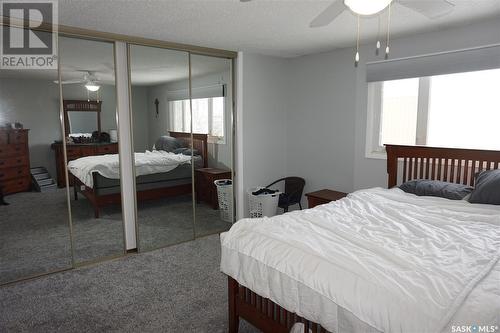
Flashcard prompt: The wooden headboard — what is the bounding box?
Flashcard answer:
[385,145,500,188]
[169,132,208,168]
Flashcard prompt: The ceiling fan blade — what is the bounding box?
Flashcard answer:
[309,0,347,28]
[398,0,455,20]
[54,80,85,84]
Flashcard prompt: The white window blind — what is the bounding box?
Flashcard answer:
[169,97,225,143]
[366,45,500,82]
[168,84,226,143]
[367,69,500,157]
▬▬▬▬▬▬▬▬▬▬
● TASK GOAL
Reproduce the listing above verbatim, line for line, omitting the pictures.

● RESPONSE
Flashcard prompt: The wooden headboard — what is the bounding box?
Flashcard answer:
[385,145,500,188]
[169,132,208,168]
Flashcard prompt: The ceiling fan blade — what is the bounding box?
Flashcard answer:
[309,0,347,28]
[398,0,455,20]
[54,80,85,84]
Flashcard prompt: The white window blind — what is the bounding box?
Flashcard answer:
[169,97,225,143]
[366,45,500,82]
[168,84,226,143]
[367,69,500,157]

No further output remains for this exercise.